>> Start

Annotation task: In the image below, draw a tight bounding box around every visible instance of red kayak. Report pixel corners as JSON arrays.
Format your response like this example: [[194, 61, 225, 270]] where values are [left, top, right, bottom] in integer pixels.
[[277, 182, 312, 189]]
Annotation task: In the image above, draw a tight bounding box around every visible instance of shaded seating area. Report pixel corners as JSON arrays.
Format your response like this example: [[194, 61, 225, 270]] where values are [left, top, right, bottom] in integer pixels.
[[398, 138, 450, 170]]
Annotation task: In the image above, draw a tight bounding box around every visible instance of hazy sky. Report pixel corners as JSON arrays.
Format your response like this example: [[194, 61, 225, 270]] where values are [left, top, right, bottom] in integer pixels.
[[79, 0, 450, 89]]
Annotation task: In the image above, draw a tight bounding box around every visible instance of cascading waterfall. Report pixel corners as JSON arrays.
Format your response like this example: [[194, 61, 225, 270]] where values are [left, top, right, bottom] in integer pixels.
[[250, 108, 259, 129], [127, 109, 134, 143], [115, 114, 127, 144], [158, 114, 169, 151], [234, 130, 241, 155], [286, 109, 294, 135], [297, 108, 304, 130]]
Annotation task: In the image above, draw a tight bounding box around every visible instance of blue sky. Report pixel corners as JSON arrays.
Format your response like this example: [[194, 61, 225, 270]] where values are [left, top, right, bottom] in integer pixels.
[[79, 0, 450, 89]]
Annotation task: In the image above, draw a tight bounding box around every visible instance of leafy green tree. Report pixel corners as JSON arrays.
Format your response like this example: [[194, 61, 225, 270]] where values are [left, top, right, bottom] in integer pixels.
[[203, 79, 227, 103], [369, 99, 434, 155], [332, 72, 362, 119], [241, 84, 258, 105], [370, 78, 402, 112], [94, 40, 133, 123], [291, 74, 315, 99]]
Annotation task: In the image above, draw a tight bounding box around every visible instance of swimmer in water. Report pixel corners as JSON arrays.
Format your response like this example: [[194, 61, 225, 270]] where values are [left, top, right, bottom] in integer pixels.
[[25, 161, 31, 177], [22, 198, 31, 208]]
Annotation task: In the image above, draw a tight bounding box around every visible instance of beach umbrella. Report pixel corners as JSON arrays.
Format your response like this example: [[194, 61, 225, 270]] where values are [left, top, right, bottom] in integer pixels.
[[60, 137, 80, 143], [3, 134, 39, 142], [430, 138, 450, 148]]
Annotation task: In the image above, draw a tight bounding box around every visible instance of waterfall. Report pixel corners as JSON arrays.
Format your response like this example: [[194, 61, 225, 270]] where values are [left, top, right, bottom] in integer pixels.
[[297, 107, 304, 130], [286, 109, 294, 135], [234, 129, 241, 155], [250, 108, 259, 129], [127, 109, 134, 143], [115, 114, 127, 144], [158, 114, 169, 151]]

>> End

■ **Brief**: Please recast the listing above as a JSON list of strings, with each line as its own string and any blank lines omitted.

■ **Expected answer**:
[
  "Annotation task: In the image below, draw a tight bounding box around every visible instance of red kayak. Report pixel corners as JSON arrays.",
  "Format your response like this example: [[194, 61, 225, 270]] where values are [left, top, right, bottom] in integer pixels.",
  "[[277, 182, 312, 189]]",
  "Annotation task: In the image above, draw a tight bounding box around every visible instance of shaded seating area. Report pixel corners as JSON arrays.",
  "Format your response like this example: [[194, 61, 225, 270]] where values are [left, top, right, bottom] in integer pixels.",
  "[[398, 138, 450, 170]]",
  "Annotation task: In the image above, draw a tight bounding box around every visible instance of hazy sky. Report pixel corners as JSON arrays.",
  "Format your response like this example: [[194, 61, 225, 270]] where values are [left, top, right, bottom] in integer pixels.",
  "[[79, 0, 450, 89]]",
  "Annotation task: In the image above, draw a tight bounding box around every visible instance of cascading waterfall. Report pixel corners as JSON arrays.",
  "Format your response like this example: [[194, 61, 225, 270]] where values are [left, top, right, bottom] in integer pixels.",
  "[[250, 108, 259, 129], [127, 109, 134, 143], [115, 114, 127, 144], [158, 114, 169, 151], [234, 130, 241, 155], [286, 109, 294, 135], [297, 108, 304, 130]]",
  "Annotation task: In the image above, draw a tight bounding box around every visible instance of blue sky. Report pixel corners as JSON arrays.",
  "Format your response like this example: [[194, 61, 225, 270]] where values are [left, top, right, bottom] in integer pixels.",
  "[[79, 0, 450, 89]]",
  "Annotation task: In the image above, draw a tight bounding box around every visible instance of leafy green tree. Report pixel corners as JSON arrays.",
  "Format your response like this example: [[194, 61, 225, 270]] where values are [left, top, right, bottom] in integer pixels.",
  "[[203, 79, 227, 103], [369, 99, 434, 155], [332, 72, 362, 119], [241, 84, 258, 105], [370, 78, 402, 112], [94, 40, 133, 123], [291, 74, 315, 99]]",
  "Annotation task: In the image above, draw a tight bounding box around every visible instance of swimmer in water. Report pixel corners as JSON arrays.",
  "Format your response like this example: [[194, 61, 225, 270]] where values are [left, top, right, bottom] in integer pixels.",
  "[[25, 161, 31, 177], [22, 198, 31, 208]]",
  "Annotation task: In the image above, draw a tight bounding box around every visible instance of beach umbrella. Report pixel corners as JSON arrays.",
  "Format your response like this example: [[194, 61, 225, 270]] where values are [left, top, right, bottom] in integer pixels.",
  "[[60, 137, 80, 143], [3, 134, 39, 142], [430, 138, 450, 148]]",
  "Annotation task: In the image above, draw a tight bounding box around every visible instance of waterfall. Report pixel corners as JSON arrays.",
  "Format your response like this example: [[194, 61, 225, 270]] where values are [left, top, right, bottom] in integer pixels.",
  "[[297, 107, 304, 130], [286, 109, 294, 135], [234, 129, 241, 155], [250, 108, 259, 129], [127, 109, 134, 143], [115, 114, 127, 144], [158, 114, 169, 151]]"
]